**Brano citato**
-.-.-
Landscape Stories: Cominciamo dal principio. Come ha iniziato a fotografare? Come ha sviluppato le sue abilità di fotografo in giovane età?
Michael Lundgren: La prima foto che ricordo di aver fatto fu di un albero in un prato dietro casa mia. Avevo forse 8 anni. Avevamo questa vecchia macchina fotografica Argus biottica e ho iniziato a gironzolare là fuori perché in autunno questo particolare albero sembrava fosse in fiamme. Ricordo di averlo inquadrato nel pozzetto. Ricordo il suono del pulsante di scatto. Non ho mai scoperto se l'albero avesse davvero l'aspetto di un fuoco perché non c'era pellicola nella macchina fotografica! Il mio primo vero approccio è stato in un luogo chiamato Community Darkroom, che si trovava al piano superiore di una stazione dei pompieri convertita in Monroe Avenue a Rochester, New York. C'era una piccola camera oscura con alcuni ingranditori, una sala di rifinitura e un'aula. Fu il mio primo vero assaggio con la chimica. Ho seguito corsi di fotografia al liceo e ho trascorso molto tempo nella camera oscura della scuola. Non ero una persona sociale e la camera oscura era il mio regno. In seguito ho studiato fotografia al Rochester Institute of Technology e alla fine degli anni 90 mi sono trasferito nel deserto e ho iniziato i miei studi universitari presso la Arizona State University.
Landscape Stories: Potrebbe descrivere le sue prime esperienze con la fotografia, sia come spettatore che come artista?
-.-.-
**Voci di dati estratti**

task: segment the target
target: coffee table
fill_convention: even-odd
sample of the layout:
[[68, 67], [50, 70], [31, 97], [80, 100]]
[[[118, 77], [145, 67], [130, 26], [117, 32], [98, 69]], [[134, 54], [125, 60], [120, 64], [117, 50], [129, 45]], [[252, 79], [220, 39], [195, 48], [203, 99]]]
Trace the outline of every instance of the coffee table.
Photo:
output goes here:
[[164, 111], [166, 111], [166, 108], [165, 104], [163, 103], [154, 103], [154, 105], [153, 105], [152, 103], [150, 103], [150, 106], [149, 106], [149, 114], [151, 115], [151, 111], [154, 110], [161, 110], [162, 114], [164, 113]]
-.-.-
**Direttive**
1. Secondo l'intervista, per quale motivo Michael Lundgren non scoprì mai se l'albero fotografato da bambino avesse davvero l'aspetto di un fuoco? Rispondi in una o due frasi.
2. Dove si trovava la Community Darkroom citata nell'intervista?

**Risposte in sequenza**
1. Non lo scoprì mai perché nella vecchia macchina fotografica Argus biottica non c'era pellicola, quindi lo scatto non produsse alcuna immagine.

2. Al piano superiore di una stazione dei pompieri convertita in Monroe Avenue a Rochester, New York.